# Task statement
Repeat all of the records exactly, leaving out the pictures.

# Record excerpts

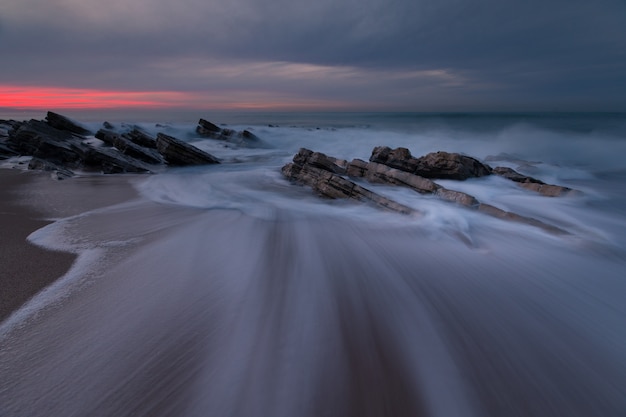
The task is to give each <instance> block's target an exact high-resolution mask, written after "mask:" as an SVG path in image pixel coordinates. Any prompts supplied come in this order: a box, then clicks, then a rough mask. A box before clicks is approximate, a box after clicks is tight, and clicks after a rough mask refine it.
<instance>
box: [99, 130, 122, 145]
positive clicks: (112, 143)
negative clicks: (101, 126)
mask: <svg viewBox="0 0 626 417" xmlns="http://www.w3.org/2000/svg"><path fill="white" fill-rule="evenodd" d="M118 136H119V133H117V132H114V131H112V130H107V129H100V130H98V131H97V132H96V135H95V137H96V139H100V140H101V141H102V142H104V143H106V144H107V145H109V146H115V145H114V144H113V143H115V139H116V138H117V137H118Z"/></svg>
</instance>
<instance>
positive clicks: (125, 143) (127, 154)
mask: <svg viewBox="0 0 626 417" xmlns="http://www.w3.org/2000/svg"><path fill="white" fill-rule="evenodd" d="M134 131H136V130H134ZM134 131H133V132H134ZM140 133H141V132H140ZM140 137H142V138H149V137H148V136H147V135H145V136H143V135H142V136H140ZM96 138H98V139H100V140H102V141H103V142H105V143H107V144H108V145H110V146H113V147H115V148H116V149H117V150H119V151H120V152H121V153H123V154H124V155H127V156H130V157H132V158H135V159H138V160H140V161H142V162H145V163H147V164H154V165H158V164H164V163H165V160H164V158H163V156H162V155H161V154H160V153H159V152H157V150H156V149H154V148H151V147H144V146H141V145H138V144H137V143H136V142H135V141H133V140H132V138H133V136H131V134H130V133H124V134H121V135H120V134H117V133H115V132H112V131H110V130H104V129H100V130H99V131H98V132H97V133H96ZM152 141H153V142H154V147H155V148H156V140H154V139H153V140H152Z"/></svg>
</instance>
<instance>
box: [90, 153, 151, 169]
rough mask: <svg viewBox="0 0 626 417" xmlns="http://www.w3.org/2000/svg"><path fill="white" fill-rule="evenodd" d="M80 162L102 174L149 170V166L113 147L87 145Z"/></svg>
mask: <svg viewBox="0 0 626 417" xmlns="http://www.w3.org/2000/svg"><path fill="white" fill-rule="evenodd" d="M81 162H82V164H83V166H84V167H85V168H91V169H97V170H100V171H101V172H102V173H103V174H123V173H126V172H132V173H144V172H151V170H150V167H149V166H146V165H145V164H144V163H142V162H141V161H138V160H137V159H134V158H131V157H129V156H126V155H124V154H122V153H121V152H119V151H117V150H115V149H113V148H105V147H101V148H93V147H89V148H88V149H87V151H86V153H85V156H84V158H83V159H82V161H81Z"/></svg>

# Your solution
The task is to give each <instance> block's target an exact high-resolution mask, written after "mask:" as an SVG path in image pixel coordinates. Any prompts supplied come in this order: a box, then clicks, then a rough mask. A box before clicks is approximate, a box after clicks is tight, and clicks after a rough mask refine it.
<instance>
box: [99, 130, 122, 145]
positive clicks: (112, 143)
negative clicks: (101, 126)
mask: <svg viewBox="0 0 626 417" xmlns="http://www.w3.org/2000/svg"><path fill="white" fill-rule="evenodd" d="M118 136H119V133H117V132H114V131H112V130H107V129H100V130H98V131H97V132H96V135H95V137H96V139H100V140H101V141H102V142H104V143H106V144H107V145H109V146H115V145H114V144H113V143H115V139H116V138H117V137H118Z"/></svg>
</instance>
<instance>
positive clicks: (125, 143) (127, 154)
mask: <svg viewBox="0 0 626 417" xmlns="http://www.w3.org/2000/svg"><path fill="white" fill-rule="evenodd" d="M134 131H136V130H134ZM134 131H133V132H134ZM140 133H141V132H140ZM140 137H142V138H149V137H148V136H147V135H145V136H143V135H142V136H140ZM96 138H98V139H100V140H102V141H103V142H105V143H107V144H108V145H110V146H113V147H115V148H116V149H117V150H119V151H120V152H121V153H123V154H124V155H127V156H130V157H132V158H135V159H138V160H140V161H142V162H145V163H147V164H154V165H158V164H164V163H165V160H164V158H163V156H162V155H161V154H160V153H159V152H157V150H156V149H154V148H151V147H144V146H141V145H138V144H137V143H136V142H135V141H133V140H132V138H133V136H131V134H130V133H124V134H121V135H120V134H117V133H115V132H112V131H110V130H104V129H100V130H99V131H98V132H97V133H96ZM152 141H153V142H154V147H155V148H156V140H154V139H153V140H152Z"/></svg>
</instance>
<instance>
box: [90, 153, 151, 169]
rough mask: <svg viewBox="0 0 626 417" xmlns="http://www.w3.org/2000/svg"><path fill="white" fill-rule="evenodd" d="M80 162L102 174L149 170V166L113 147L87 145Z"/></svg>
mask: <svg viewBox="0 0 626 417" xmlns="http://www.w3.org/2000/svg"><path fill="white" fill-rule="evenodd" d="M81 162H82V164H83V166H84V167H85V168H91V169H97V170H100V171H101V172H102V173H103V174H123V173H126V172H132V173H144V172H151V170H150V167H149V166H146V165H145V164H144V163H142V162H141V161H138V160H137V159H134V158H131V157H129V156H126V155H124V154H122V153H121V152H119V151H117V150H115V149H113V148H105V147H101V148H93V147H89V148H88V149H87V151H86V153H85V156H84V158H83V159H82V161H81Z"/></svg>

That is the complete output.